The task:
Copy the records word for word from their first line through the line containing "pixel 943 528", including that line. Leave the pictures out of your answer.
### Task inputs
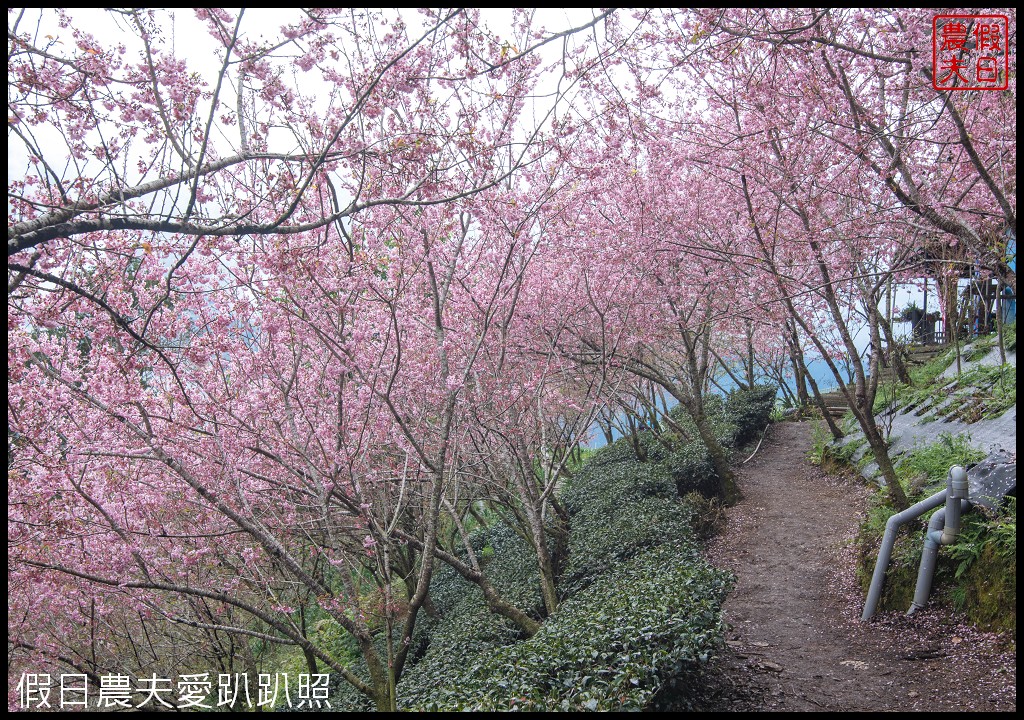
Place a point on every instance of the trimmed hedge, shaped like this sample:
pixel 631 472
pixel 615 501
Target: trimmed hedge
pixel 640 606
pixel 610 647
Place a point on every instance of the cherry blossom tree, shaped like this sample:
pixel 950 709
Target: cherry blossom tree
pixel 247 312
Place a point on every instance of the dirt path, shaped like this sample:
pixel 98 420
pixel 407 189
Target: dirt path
pixel 796 641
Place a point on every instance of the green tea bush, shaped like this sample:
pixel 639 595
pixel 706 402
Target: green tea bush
pixel 610 647
pixel 750 411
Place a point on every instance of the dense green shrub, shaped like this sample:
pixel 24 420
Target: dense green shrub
pixel 609 647
pixel 750 410
pixel 691 470
pixel 639 603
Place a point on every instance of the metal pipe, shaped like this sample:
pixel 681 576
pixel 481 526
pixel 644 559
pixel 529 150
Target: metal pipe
pixel 888 540
pixel 943 528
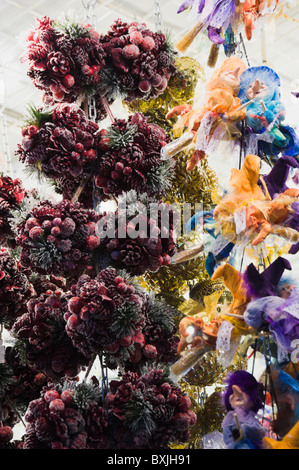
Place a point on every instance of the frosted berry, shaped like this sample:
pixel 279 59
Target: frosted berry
pixel 51 395
pixel 35 233
pixel 68 81
pixel 131 51
pixel 136 37
pixel 148 43
pixel 92 242
pixel 6 434
pixel 145 86
pixel 57 405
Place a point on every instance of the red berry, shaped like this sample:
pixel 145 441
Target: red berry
pixel 35 233
pixel 68 81
pixel 136 37
pixel 73 322
pixel 148 43
pixel 75 304
pixel 85 69
pixel 91 154
pixel 67 397
pixel 32 130
pixel 131 51
pixel 104 143
pixel 57 405
pixel 51 395
pixel 119 167
pixel 127 171
pixel 57 221
pixel 32 222
pixel 55 231
pixel 92 242
pixel 150 351
pixel 122 287
pixel 58 96
pixel 145 86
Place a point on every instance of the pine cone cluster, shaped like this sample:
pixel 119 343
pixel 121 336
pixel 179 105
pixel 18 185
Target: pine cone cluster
pixel 64 59
pixel 139 62
pixel 15 289
pixel 157 342
pixel 56 422
pixel 42 328
pixel 139 243
pixel 105 314
pixel 146 411
pixel 11 194
pixel 60 144
pixel 58 238
pixel 130 158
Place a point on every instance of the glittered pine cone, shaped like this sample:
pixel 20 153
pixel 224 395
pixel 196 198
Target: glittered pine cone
pixel 48 348
pixel 64 59
pixel 58 238
pixel 104 314
pixel 59 144
pixel 132 49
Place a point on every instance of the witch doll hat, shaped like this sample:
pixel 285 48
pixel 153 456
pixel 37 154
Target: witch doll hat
pixel 264 284
pixel 276 179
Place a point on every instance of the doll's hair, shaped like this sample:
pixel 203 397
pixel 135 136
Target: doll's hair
pixel 286 280
pixel 263 73
pixel 248 384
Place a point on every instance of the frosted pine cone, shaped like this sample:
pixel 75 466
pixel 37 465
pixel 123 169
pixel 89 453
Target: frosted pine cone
pixel 130 158
pixel 135 53
pixel 58 239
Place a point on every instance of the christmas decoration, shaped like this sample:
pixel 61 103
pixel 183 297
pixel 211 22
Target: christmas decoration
pixel 11 195
pixel 58 238
pixel 139 62
pixel 60 144
pixel 146 411
pixel 45 340
pixel 130 158
pixel 154 243
pixel 65 59
pixel 66 418
pixel 15 289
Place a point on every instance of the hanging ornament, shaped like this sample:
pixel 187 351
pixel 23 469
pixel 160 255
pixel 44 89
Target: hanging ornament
pixel 58 238
pixel 130 158
pixel 139 62
pixel 61 145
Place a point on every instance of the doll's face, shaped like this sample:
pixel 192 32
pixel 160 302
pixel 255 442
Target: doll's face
pixel 257 89
pixel 231 77
pixel 254 217
pixel 286 290
pixel 239 399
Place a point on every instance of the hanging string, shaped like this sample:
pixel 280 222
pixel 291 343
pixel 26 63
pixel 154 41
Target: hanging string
pixel 89 6
pixel 244 49
pixel 105 380
pixel 158 17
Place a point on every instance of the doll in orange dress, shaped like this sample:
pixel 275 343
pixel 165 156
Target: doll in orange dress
pixel 218 117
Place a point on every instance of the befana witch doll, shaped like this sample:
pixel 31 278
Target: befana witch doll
pixel 243 399
pixel 266 135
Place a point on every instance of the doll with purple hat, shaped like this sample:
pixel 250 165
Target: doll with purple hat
pixel 243 398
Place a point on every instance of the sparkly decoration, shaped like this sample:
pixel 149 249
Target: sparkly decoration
pixel 181 88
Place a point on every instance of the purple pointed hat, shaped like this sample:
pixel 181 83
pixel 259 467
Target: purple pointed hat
pixel 263 284
pixel 276 179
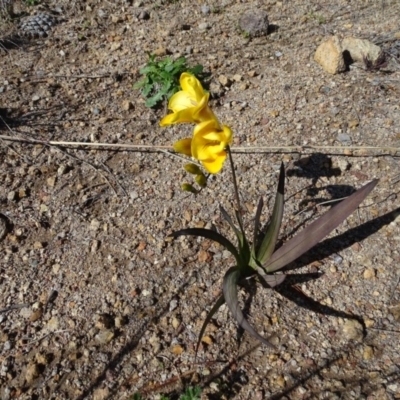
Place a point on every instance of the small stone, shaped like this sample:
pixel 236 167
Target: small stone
pixel 207 340
pixel 353 330
pixel 11 196
pixel 280 381
pixel 51 181
pixel 104 336
pixel 52 324
pixel 161 51
pixel 173 304
pixel 115 46
pixel 103 321
pixel 3 227
pixel 205 9
pixel 62 169
pixel 36 315
pixel 32 372
pixel 101 394
pixel 94 247
pixel 368 352
pixel 395 311
pixel 175 323
pixel 127 105
pixel 119 322
pixel 177 350
pixel 223 80
pixel 115 19
pixel 254 23
pixel 360 49
pixel 344 138
pixel 329 55
pixel 144 15
pixel 369 273
pixel 94 224
pixel 204 26
pixel 353 123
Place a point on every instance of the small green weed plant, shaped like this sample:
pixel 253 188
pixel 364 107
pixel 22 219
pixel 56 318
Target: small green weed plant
pixel 259 258
pixel 190 393
pixel 161 78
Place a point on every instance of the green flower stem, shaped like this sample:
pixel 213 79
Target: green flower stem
pixel 234 179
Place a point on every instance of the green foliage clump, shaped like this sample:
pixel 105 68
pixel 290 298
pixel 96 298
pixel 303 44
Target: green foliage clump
pixel 161 78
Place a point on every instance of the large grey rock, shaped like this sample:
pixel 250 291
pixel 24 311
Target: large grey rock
pixel 329 55
pixel 361 49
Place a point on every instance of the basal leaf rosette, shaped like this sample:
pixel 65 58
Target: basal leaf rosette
pixel 190 105
pixel 208 145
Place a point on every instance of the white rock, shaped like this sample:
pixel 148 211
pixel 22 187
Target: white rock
pixel 329 55
pixel 361 48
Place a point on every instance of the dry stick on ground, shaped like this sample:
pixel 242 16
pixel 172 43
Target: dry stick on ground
pixel 14 307
pixel 90 165
pixel 237 149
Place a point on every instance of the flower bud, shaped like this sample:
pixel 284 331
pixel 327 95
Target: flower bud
pixel 192 169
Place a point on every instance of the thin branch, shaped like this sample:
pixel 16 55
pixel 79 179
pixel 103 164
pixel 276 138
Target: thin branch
pixel 14 307
pixel 239 149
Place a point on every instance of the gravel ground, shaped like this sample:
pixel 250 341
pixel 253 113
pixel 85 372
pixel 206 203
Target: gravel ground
pixel 96 303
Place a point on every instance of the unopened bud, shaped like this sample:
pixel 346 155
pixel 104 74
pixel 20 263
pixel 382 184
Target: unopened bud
pixel 192 169
pixel 187 187
pixel 201 180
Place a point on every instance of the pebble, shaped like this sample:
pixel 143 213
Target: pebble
pixel 353 330
pixel 344 138
pixel 368 352
pixel 32 372
pixel 11 196
pixel 3 227
pixel 369 273
pixel 127 105
pixel 254 23
pixel 360 49
pixel 52 324
pixel 205 9
pixel 104 336
pixel 173 304
pixel 144 15
pixel 204 26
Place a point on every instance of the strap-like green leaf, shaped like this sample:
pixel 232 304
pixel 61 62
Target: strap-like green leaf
pixel 271 236
pixel 228 219
pixel 215 308
pixel 316 231
pixel 209 234
pixel 230 293
pixel 272 280
pixel 257 223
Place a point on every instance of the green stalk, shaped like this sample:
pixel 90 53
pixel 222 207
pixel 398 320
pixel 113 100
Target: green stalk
pixel 234 179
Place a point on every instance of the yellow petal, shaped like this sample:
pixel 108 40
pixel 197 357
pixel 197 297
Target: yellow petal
pixel 191 85
pixel 183 146
pixel 213 167
pixel 181 101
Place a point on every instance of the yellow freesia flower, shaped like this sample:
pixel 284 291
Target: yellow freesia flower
pixel 207 145
pixel 190 104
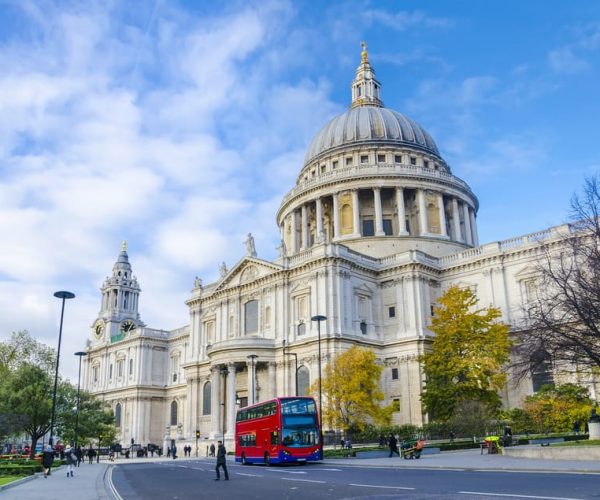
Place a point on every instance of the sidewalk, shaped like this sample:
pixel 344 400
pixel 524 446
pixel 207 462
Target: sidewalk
pixel 474 460
pixel 87 483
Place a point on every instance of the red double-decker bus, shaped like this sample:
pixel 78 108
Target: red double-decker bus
pixel 278 431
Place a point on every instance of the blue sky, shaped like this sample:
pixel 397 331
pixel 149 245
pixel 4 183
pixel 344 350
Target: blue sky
pixel 179 126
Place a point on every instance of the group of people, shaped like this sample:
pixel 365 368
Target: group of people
pixel 74 456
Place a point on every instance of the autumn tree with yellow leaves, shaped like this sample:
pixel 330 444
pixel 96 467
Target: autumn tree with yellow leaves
pixel 468 354
pixel 351 391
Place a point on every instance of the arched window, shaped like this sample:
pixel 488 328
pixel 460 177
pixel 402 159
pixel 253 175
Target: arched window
pixel 303 381
pixel 346 223
pixel 206 394
pixel 118 415
pixel 174 413
pixel 251 317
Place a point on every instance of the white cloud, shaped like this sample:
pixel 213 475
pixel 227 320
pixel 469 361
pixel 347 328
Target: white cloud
pixel 141 126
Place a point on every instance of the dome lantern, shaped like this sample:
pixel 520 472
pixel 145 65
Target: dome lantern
pixel 365 87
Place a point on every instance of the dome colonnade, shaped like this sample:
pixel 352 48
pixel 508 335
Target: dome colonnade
pixel 373 172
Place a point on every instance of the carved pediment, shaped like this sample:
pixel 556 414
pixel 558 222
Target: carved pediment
pixel 528 272
pixel 246 271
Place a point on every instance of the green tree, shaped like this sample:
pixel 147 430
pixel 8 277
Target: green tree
pixel 23 348
pixel 467 356
pixel 27 396
pixel 350 387
pixel 555 409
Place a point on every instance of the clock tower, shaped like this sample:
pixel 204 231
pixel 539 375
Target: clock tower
pixel 119 314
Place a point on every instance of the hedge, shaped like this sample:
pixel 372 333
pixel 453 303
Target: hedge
pixel 19 470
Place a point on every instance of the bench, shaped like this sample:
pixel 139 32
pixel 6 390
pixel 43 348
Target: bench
pixel 546 441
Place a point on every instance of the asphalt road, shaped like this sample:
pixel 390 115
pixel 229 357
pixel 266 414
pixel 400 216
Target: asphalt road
pixel 194 479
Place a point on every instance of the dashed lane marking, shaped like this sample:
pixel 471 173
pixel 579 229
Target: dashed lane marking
pixel 382 487
pixel 515 495
pixel 303 480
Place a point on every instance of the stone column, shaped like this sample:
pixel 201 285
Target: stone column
pixel 294 242
pixel 336 216
pixel 304 243
pixel 251 381
pixel 456 220
pixel 231 391
pixel 378 212
pixel 272 380
pixel 443 231
pixel 468 237
pixel 319 215
pixel 474 227
pixel 356 213
pixel 215 400
pixel 187 410
pixel 424 228
pixel 401 212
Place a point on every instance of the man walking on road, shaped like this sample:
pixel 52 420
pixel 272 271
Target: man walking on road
pixel 221 461
pixel 393 444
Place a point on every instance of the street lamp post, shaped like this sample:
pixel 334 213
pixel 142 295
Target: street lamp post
pixel 295 364
pixel 318 318
pixel 80 354
pixel 252 357
pixel 64 296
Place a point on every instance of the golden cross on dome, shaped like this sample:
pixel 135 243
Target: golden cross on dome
pixel 364 54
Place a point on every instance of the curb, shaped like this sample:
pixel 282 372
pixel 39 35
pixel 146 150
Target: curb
pixel 18 482
pixel 468 468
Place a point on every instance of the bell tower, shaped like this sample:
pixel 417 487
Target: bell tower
pixel 119 316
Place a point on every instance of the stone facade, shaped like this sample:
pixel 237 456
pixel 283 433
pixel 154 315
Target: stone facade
pixel 376 228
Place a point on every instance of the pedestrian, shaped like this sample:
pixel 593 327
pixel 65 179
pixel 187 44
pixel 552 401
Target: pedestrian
pixel 71 458
pixel 393 444
pixel 221 461
pixel 47 460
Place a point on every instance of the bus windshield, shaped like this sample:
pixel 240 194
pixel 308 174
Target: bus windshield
pixel 299 431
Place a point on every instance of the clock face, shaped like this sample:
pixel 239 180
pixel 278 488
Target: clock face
pixel 98 329
pixel 127 326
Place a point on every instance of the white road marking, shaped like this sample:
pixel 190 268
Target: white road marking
pixel 515 495
pixel 303 480
pixel 111 485
pixel 383 487
pixel 286 471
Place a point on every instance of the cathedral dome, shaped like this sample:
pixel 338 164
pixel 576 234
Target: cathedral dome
pixel 373 125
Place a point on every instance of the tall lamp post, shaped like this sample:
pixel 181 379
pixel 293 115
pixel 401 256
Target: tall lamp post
pixel 295 364
pixel 318 318
pixel 252 357
pixel 80 354
pixel 64 296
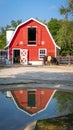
######
Output for this task:
Place a point on every instance of the trimmed hedge, shaped like this sample:
pixel 631 472
pixel 615 501
Target: trimmed hedge
pixel 640 606
pixel 610 647
Place a point on every instance of the cherry blossom tree, shaped like this sample:
pixel 950 709
Target: cherry blossom tree
pixel 247 312
Place a point on every instance of the dirt path, shaped like this sample:
pixel 98 420
pixel 407 189
Target: dirt path
pixel 796 641
Place a point on every instance of the green tea bush, shaped like this sample:
pixel 639 595
pixel 706 402
Target: green tea bush
pixel 610 647
pixel 750 411
Place a point on every instance of the dense green shrub, shaped like this sample:
pixel 24 420
Target: dense green shrub
pixel 609 647
pixel 750 410
pixel 691 470
pixel 639 603
Place a point on every instance of the metal pipe, shaped like this sample:
pixel 681 576
pixel 481 526
pixel 644 559
pixel 529 150
Target: metal pipe
pixel 888 540
pixel 943 528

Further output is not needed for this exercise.